LISTED ENTRIES:
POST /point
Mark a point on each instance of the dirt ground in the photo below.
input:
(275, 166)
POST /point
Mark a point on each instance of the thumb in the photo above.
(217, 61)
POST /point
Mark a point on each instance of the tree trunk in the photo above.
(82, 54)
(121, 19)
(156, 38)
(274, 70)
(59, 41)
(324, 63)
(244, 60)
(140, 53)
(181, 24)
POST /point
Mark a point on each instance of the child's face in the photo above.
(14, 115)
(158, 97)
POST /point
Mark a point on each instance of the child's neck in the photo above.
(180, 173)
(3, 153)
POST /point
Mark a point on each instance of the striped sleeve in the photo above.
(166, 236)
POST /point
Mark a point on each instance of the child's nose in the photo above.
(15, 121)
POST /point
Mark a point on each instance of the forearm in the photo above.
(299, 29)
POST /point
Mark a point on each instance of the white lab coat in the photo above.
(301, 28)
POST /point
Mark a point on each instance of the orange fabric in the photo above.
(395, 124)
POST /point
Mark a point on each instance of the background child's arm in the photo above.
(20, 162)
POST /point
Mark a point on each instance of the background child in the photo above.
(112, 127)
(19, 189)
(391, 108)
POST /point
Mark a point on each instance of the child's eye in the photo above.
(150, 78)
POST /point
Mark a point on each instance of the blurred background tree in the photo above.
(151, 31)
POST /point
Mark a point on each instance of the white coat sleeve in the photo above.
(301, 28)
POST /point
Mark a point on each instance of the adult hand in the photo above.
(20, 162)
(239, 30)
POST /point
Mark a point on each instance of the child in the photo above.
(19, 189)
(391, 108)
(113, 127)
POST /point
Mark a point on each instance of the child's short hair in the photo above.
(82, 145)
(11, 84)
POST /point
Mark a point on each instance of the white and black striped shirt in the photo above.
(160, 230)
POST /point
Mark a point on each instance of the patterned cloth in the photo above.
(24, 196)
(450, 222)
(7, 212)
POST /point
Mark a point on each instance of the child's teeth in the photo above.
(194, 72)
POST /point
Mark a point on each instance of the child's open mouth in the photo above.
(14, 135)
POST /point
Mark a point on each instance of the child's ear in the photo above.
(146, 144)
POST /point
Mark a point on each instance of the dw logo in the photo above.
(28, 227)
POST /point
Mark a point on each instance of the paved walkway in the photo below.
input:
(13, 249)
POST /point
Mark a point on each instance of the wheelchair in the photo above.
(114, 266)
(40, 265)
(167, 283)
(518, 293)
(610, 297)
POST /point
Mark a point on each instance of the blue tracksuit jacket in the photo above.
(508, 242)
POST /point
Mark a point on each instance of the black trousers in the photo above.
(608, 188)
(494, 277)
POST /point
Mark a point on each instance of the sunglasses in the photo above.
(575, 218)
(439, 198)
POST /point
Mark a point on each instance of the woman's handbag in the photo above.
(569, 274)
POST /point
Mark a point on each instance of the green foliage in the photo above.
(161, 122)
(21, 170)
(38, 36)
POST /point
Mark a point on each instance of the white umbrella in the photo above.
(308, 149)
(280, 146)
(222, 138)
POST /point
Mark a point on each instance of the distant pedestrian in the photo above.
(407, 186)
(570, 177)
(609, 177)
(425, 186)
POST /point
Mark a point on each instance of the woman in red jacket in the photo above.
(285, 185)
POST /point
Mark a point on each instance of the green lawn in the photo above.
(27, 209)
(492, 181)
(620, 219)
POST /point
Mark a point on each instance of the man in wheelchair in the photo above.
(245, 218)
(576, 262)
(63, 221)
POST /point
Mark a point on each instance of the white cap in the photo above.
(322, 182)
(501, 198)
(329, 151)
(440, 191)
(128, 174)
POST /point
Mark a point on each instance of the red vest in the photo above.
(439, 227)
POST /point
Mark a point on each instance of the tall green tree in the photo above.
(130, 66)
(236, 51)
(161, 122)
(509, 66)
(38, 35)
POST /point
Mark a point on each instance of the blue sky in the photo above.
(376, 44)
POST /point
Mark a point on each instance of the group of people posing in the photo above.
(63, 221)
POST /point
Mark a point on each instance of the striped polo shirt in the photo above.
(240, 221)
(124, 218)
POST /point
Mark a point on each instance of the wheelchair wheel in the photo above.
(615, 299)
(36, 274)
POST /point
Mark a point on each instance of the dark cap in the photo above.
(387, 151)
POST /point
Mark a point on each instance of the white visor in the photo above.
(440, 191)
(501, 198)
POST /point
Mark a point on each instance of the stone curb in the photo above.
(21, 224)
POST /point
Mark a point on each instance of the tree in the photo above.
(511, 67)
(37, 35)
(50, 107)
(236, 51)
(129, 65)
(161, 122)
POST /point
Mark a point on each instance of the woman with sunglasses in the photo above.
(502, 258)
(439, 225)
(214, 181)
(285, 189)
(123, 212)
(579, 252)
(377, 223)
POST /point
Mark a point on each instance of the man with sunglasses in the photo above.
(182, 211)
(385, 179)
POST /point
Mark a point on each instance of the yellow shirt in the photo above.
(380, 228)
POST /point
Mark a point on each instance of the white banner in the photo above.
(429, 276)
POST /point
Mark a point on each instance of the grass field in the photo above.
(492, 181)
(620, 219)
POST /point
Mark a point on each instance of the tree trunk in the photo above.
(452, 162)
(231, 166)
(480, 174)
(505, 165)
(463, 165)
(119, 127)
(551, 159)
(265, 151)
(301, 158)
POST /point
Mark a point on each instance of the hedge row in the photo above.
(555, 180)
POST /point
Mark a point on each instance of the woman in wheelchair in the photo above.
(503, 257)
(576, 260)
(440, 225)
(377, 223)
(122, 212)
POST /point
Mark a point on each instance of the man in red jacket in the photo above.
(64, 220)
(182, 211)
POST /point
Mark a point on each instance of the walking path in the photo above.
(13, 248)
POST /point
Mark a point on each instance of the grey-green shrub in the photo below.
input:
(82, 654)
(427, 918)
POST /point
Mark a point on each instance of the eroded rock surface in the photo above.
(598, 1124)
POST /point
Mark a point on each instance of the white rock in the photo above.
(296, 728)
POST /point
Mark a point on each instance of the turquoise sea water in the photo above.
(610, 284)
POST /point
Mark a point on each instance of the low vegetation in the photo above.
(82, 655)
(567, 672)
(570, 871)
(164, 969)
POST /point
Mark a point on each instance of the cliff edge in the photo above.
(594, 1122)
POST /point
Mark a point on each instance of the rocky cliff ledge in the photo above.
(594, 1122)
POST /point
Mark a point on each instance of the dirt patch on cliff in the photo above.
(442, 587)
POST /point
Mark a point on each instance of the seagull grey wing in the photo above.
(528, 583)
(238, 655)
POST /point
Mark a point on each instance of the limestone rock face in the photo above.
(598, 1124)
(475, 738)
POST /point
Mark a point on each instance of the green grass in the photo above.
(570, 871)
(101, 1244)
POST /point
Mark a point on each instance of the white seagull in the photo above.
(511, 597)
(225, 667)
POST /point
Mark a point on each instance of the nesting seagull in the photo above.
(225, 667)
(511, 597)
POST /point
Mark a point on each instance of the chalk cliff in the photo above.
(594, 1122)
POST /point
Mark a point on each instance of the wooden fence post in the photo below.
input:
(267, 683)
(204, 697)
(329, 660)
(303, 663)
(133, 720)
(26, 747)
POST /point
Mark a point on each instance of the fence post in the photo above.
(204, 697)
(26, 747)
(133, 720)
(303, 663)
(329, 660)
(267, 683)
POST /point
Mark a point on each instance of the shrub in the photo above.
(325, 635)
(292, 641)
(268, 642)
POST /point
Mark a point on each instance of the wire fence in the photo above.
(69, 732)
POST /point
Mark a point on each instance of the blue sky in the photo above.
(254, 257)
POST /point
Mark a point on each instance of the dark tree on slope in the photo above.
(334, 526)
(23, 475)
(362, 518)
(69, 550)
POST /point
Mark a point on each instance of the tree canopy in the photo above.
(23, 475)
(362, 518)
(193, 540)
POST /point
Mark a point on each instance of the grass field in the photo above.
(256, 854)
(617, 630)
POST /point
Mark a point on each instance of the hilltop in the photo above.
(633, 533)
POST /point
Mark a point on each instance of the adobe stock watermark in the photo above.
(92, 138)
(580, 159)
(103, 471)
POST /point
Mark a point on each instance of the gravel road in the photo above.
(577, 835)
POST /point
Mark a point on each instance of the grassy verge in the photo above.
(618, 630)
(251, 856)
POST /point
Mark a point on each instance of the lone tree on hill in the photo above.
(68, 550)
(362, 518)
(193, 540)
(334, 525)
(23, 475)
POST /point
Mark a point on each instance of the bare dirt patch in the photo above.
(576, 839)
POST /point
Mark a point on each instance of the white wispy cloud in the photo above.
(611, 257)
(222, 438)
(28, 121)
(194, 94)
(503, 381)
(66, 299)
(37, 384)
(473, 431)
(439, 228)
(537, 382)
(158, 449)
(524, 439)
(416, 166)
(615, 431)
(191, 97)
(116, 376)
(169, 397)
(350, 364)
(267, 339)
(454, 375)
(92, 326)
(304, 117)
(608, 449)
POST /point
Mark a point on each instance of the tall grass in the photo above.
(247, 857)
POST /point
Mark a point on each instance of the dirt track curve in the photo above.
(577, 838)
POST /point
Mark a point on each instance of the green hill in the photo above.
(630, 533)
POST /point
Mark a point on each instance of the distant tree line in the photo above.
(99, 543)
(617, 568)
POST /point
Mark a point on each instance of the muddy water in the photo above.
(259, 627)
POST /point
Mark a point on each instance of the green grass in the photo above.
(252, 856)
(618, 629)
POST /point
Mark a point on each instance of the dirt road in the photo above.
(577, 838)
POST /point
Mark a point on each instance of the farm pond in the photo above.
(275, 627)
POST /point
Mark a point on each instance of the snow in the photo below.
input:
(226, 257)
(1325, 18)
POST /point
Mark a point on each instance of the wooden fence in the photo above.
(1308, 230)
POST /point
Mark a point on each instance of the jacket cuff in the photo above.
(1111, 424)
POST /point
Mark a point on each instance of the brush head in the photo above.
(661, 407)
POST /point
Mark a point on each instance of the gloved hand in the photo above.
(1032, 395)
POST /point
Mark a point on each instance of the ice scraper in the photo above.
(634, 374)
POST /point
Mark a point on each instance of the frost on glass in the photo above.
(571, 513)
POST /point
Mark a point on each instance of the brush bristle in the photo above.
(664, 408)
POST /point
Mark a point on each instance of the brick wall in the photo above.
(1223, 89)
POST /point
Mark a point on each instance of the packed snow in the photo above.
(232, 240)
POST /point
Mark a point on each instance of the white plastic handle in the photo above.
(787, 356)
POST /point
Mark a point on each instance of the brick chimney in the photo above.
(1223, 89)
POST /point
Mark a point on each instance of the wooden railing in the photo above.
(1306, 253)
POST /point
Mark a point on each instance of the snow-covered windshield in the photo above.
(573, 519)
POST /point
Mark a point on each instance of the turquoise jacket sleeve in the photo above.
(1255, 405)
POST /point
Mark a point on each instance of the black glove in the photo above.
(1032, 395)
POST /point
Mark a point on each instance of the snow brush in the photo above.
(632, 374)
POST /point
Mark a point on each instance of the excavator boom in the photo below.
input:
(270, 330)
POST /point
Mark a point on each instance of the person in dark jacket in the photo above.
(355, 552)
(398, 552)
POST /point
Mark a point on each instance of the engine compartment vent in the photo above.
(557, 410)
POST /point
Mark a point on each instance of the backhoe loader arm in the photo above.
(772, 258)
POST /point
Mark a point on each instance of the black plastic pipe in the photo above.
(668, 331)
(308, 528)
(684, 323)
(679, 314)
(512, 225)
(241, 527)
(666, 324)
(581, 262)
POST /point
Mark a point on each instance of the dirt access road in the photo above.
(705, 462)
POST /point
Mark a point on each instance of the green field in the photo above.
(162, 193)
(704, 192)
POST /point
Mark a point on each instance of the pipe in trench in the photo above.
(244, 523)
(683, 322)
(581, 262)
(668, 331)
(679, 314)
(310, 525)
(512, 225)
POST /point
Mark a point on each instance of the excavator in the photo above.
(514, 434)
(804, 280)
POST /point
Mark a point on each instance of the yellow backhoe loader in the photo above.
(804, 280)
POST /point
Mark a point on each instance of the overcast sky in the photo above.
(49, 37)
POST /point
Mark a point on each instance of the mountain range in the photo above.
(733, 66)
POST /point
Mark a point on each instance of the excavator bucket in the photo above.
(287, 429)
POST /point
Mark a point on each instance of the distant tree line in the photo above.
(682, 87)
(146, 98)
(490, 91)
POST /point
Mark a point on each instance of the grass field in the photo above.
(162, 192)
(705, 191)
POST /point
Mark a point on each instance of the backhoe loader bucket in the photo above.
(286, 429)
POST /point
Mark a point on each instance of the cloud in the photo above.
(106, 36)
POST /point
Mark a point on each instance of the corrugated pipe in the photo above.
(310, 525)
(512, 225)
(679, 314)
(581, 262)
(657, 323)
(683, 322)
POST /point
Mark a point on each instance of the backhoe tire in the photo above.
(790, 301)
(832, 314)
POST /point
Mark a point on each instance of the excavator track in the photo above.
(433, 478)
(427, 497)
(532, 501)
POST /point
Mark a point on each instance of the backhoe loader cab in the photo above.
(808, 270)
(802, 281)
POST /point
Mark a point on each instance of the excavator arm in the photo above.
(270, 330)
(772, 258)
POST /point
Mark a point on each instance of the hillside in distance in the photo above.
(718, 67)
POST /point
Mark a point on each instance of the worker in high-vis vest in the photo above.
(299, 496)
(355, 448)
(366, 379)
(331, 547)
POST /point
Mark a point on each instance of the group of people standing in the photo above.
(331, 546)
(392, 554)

YOUR TASK:
Gather every line above that contains the word "yellow".

ANSWER FOR THIS EXERCISE:
Mark a point on each instance of the yellow shirt in the photo above.
Mark a point on each instance of the yellow backhoe loader in the photo above.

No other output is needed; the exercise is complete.